Output every line exactly as written. Leave out pictures.

## Start Given data

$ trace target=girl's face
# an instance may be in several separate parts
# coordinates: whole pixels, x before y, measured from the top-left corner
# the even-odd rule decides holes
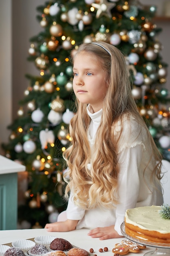
[[[90,104],[94,112],[100,110],[107,88],[106,72],[99,62],[93,54],[81,52],[75,57],[73,71],[73,88],[78,100]]]

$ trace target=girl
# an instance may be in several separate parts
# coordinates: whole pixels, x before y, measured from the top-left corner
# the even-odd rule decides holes
[[[49,231],[83,227],[100,240],[120,237],[127,209],[163,203],[161,156],[131,93],[125,58],[104,42],[73,57],[77,111],[71,120],[65,220]]]

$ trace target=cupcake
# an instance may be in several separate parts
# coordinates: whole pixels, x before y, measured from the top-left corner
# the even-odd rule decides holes
[[[5,252],[10,248],[10,246],[7,245],[0,245],[0,256],[3,256]]]
[[[4,256],[25,256],[24,252],[18,248],[11,247],[6,251]]]
[[[13,247],[18,248],[24,252],[31,249],[35,245],[35,243],[34,242],[26,239],[16,240],[12,243]]]
[[[35,237],[34,241],[36,244],[49,247],[51,242],[55,238],[55,236],[40,236]]]
[[[80,248],[72,248],[67,253],[68,256],[88,256],[89,253]]]
[[[50,248],[51,250],[59,251],[68,251],[72,248],[72,246],[67,240],[63,238],[55,238],[51,242]]]
[[[35,245],[31,250],[29,251],[29,255],[31,256],[40,256],[44,255],[49,250],[43,245]]]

## End Given data

_Response below_:
$ trace target=girl's face
# an instance may be in several separate parts
# coordinates: whole pixels, x before y, measured from the top-left corner
# the even-odd rule decides holes
[[[90,104],[94,112],[100,110],[107,88],[106,72],[99,62],[93,54],[81,52],[75,57],[73,71],[73,88],[78,100]]]

$ trace target=girl
# an instance may be in several separate parts
# coordinates: whole pixels, x before y, measured from the top-left corner
# the even-odd rule decides holes
[[[49,231],[83,227],[100,240],[120,237],[127,209],[163,203],[161,156],[131,93],[125,58],[104,42],[73,57],[77,111],[71,120],[65,220]]]

$ trace target=cupcake
# an instance may be in several separate parts
# coordinates: whole pixels, x before y, measured from the top-left corner
# the even-odd rule decides holes
[[[5,252],[10,248],[10,246],[7,245],[0,245],[0,256],[3,256]]]
[[[4,256],[25,256],[24,252],[18,248],[11,247],[6,251]]]
[[[13,247],[18,248],[24,252],[31,249],[35,245],[35,243],[34,242],[26,239],[16,240],[12,243]]]
[[[35,237],[34,241],[36,244],[49,247],[51,242],[55,238],[55,236],[40,236]]]
[[[80,248],[72,248],[67,253],[68,256],[88,256],[89,253]]]
[[[50,248],[51,250],[59,251],[68,251],[72,248],[72,246],[67,240],[63,238],[55,238],[51,242]]]
[[[35,245],[31,250],[29,251],[29,255],[31,256],[40,256],[44,255],[49,250],[43,245]]]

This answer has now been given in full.